(Provided data):
────
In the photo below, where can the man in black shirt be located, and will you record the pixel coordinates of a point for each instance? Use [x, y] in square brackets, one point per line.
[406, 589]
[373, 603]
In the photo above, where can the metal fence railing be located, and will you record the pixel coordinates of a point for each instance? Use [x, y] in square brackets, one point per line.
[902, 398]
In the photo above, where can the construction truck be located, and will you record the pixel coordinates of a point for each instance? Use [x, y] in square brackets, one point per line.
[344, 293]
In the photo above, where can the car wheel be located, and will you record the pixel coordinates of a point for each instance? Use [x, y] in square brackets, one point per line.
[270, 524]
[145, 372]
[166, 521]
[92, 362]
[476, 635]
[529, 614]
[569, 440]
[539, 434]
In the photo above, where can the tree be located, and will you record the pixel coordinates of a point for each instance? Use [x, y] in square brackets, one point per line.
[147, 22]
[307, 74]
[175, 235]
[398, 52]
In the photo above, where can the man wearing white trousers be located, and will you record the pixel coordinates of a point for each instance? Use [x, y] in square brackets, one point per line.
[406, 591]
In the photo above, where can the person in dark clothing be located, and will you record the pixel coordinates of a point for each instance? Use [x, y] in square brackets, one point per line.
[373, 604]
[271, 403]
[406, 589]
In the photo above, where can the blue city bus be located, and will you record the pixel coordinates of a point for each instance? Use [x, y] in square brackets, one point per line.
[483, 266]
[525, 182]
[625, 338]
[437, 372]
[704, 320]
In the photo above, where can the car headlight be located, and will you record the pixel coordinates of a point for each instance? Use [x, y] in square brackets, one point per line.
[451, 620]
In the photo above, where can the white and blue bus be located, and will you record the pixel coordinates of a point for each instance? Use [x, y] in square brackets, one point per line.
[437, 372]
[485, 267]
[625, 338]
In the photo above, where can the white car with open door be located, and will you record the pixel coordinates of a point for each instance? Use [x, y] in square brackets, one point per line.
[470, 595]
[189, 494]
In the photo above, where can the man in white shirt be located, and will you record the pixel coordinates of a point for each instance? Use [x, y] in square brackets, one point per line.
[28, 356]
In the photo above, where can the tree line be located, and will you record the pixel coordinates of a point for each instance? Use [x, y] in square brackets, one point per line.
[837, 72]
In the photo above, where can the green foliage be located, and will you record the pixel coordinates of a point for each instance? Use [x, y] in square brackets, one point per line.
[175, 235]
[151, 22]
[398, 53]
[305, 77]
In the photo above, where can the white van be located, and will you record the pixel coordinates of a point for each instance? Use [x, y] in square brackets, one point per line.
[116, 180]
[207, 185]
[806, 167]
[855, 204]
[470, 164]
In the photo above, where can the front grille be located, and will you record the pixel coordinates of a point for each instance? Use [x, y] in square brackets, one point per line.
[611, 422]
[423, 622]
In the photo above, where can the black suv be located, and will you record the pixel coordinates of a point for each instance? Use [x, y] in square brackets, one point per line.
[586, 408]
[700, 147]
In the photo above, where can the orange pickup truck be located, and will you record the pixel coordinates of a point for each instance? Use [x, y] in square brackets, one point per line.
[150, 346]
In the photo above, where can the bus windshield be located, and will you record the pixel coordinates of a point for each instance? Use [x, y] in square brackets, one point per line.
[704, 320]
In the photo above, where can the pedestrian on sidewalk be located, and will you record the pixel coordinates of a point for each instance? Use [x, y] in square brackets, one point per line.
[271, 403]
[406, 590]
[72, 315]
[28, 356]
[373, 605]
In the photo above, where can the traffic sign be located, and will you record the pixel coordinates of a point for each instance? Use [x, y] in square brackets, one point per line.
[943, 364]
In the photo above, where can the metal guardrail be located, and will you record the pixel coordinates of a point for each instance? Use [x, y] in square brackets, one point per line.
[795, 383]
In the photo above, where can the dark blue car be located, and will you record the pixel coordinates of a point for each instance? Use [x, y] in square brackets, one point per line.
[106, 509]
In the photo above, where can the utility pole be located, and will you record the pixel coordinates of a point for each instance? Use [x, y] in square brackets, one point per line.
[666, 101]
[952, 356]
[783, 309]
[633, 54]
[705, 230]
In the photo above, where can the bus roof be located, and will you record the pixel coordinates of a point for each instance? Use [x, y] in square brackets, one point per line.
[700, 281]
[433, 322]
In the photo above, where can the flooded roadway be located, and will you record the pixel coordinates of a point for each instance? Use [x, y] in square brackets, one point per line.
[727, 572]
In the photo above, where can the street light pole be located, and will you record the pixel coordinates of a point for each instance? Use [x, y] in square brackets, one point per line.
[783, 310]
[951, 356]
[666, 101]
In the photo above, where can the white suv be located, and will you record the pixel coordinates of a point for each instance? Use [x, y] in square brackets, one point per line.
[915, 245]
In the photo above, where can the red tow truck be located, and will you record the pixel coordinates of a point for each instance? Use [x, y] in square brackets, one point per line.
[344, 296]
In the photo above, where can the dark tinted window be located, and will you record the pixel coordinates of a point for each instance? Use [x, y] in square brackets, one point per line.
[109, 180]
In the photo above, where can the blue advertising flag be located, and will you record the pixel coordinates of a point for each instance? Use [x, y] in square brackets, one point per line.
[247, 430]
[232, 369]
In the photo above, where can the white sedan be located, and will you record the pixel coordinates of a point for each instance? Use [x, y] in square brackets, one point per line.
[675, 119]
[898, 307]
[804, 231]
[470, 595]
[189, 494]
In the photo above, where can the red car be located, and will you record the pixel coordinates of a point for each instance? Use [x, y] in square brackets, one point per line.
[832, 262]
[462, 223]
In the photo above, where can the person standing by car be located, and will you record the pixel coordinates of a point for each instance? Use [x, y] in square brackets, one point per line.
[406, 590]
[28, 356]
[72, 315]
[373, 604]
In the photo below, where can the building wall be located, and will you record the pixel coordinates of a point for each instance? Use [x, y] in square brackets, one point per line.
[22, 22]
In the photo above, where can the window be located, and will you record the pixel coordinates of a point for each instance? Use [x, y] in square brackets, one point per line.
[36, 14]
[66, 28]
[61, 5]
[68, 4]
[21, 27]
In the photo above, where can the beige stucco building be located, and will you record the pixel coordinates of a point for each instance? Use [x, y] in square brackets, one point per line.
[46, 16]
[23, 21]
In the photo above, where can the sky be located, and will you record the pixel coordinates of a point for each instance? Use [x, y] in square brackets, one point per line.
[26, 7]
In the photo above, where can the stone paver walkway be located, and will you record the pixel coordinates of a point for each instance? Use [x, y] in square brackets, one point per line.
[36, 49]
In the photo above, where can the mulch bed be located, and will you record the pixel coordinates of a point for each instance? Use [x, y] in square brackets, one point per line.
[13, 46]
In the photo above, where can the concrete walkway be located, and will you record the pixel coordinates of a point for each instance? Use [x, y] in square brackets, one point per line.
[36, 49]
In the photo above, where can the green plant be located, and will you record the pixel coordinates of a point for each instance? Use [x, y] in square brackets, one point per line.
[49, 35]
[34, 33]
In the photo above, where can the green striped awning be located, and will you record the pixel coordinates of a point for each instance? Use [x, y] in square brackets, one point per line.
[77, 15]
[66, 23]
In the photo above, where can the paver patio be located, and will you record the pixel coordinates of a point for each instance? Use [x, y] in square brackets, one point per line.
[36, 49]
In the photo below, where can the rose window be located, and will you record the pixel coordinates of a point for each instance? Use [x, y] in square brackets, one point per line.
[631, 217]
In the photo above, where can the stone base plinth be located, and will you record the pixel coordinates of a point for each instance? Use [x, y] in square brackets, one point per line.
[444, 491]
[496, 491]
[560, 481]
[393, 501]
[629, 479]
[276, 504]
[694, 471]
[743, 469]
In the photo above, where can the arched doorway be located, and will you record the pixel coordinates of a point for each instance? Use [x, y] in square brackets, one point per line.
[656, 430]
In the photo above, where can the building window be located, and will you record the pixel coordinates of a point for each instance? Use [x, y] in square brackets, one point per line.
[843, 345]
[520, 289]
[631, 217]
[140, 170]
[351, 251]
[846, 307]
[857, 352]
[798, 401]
────
(Given instruction): Print exactly the lines above, starting at the line that contains "In the photo above, where can the stone base" and ending with the last line of the records, both included.

(Output for this exercise):
In the photo above, where can the stone base plinth be located, and will you record the pixel coordinates of a point for each instance? Use [x, y] in square brackets, one point per line.
[444, 491]
[496, 491]
[560, 481]
[393, 501]
[629, 479]
[276, 504]
[694, 471]
[743, 469]
In the photo above, where can the arched doorway be located, and will you record the pixel coordinates of a point for each instance? Use [x, y] in square brackets, one point per line.
[656, 430]
In the photo above, where can the building window be located, and will you record the pixel coordinates of a point for each instance? Use [x, y] in square brackets, one point per line.
[843, 345]
[520, 289]
[631, 217]
[140, 170]
[351, 251]
[846, 307]
[857, 352]
[798, 401]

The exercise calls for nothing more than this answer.